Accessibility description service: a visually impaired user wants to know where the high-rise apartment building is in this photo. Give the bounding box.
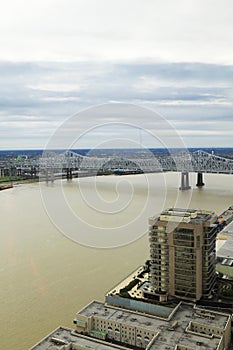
[147,208,217,301]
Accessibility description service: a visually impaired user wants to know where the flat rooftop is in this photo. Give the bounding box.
[78,301,229,350]
[149,208,217,224]
[77,301,168,331]
[30,327,127,350]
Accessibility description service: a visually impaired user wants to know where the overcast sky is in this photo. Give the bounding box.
[0,0,233,149]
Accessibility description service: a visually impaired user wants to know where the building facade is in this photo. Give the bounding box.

- **SET EXERCISE**: Reproduce the listing above word for word, leaving out the pictures.

- **RESULT OF THIS TASK**:
Accessibility description service: a visually impaired user wants to know where the high-rise apartment building is in this photo. Give the bounding box.
[147,208,217,301]
Accessibility description service: a visually impaired user wants to know where the flat rooftop is in this photo. Give the bounding box.
[78,301,229,350]
[149,208,217,224]
[77,301,168,331]
[30,327,127,350]
Accessibility description service: a visually impaired user wants to know where the overcast sky is in this photo. Give the bounding box.
[0,0,233,149]
Accessibility description service: a visually impaired user wants to know where the building facade is in this photo. Give the bounding box.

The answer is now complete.